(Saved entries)
((

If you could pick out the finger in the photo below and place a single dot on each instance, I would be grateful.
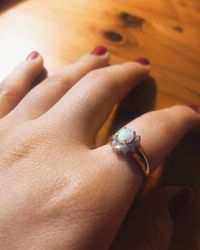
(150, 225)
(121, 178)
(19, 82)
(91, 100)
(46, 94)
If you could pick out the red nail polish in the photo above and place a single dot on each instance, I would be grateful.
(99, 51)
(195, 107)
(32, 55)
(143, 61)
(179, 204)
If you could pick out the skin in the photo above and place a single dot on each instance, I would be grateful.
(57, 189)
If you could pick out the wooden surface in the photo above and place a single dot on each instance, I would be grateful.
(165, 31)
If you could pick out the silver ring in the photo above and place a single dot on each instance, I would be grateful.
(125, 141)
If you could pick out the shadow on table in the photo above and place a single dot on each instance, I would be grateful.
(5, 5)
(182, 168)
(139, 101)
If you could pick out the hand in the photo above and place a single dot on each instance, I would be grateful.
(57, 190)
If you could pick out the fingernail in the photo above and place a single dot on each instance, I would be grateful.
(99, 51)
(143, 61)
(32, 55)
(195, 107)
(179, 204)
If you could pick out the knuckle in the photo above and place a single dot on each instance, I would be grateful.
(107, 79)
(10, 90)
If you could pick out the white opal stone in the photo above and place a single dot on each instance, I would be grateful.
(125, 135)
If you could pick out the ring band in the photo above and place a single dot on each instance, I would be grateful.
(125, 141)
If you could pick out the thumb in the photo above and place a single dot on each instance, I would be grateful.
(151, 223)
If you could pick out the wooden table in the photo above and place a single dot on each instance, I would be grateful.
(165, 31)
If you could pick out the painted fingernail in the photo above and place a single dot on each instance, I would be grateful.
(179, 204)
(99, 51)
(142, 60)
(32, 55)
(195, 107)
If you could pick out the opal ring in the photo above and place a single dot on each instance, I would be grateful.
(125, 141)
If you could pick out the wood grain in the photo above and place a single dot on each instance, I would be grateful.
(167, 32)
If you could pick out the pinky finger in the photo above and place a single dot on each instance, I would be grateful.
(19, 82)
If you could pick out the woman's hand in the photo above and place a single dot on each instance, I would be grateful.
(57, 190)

))
((

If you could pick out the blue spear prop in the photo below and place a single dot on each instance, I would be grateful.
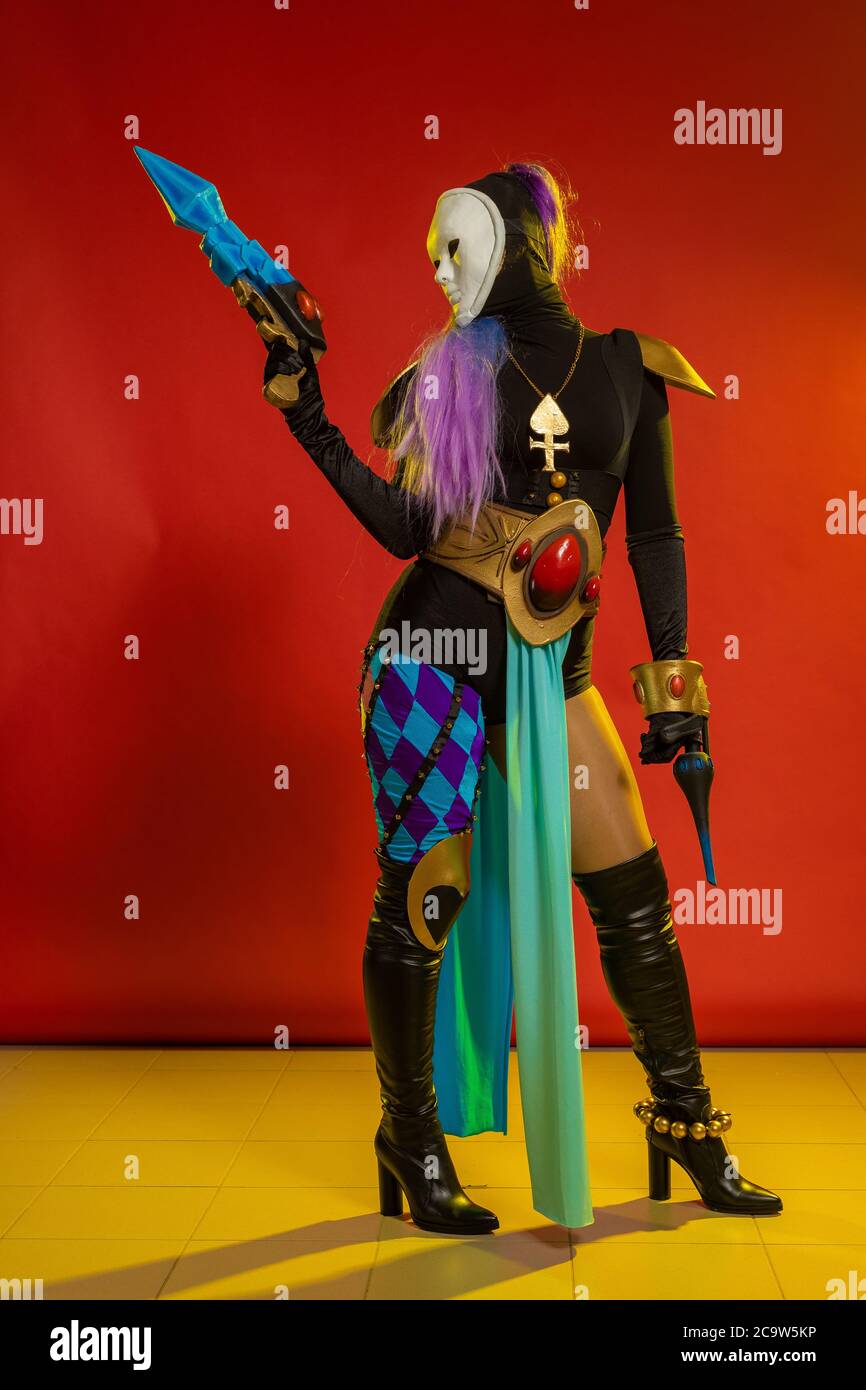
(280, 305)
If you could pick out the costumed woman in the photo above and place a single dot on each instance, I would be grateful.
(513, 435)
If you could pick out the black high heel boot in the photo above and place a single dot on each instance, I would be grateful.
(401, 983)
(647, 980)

))
((

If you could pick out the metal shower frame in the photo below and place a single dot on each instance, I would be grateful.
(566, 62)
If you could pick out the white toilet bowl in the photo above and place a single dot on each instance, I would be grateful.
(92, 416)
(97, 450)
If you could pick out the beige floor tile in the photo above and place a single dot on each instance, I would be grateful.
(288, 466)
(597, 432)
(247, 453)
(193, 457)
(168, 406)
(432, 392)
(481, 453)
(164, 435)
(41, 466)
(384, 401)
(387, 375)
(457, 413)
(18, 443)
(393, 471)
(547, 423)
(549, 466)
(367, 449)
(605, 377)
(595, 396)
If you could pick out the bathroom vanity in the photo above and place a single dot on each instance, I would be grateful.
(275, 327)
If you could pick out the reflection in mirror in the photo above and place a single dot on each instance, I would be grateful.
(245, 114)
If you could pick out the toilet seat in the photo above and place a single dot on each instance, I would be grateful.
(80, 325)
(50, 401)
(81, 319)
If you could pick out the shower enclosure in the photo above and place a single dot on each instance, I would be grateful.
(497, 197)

))

EXERCISE DETAILS –
List every line of the entries above that contains the word "white", copying each line in full. Case counts.

ANSWER TO THE EXERCISE –
If you could pick out the white opal stone in the photo above and place a single dot on each instance, I would be grateful.
If you could pick out the white toilet bowl in the photo above and place a single dot on each instance, I would be grateful.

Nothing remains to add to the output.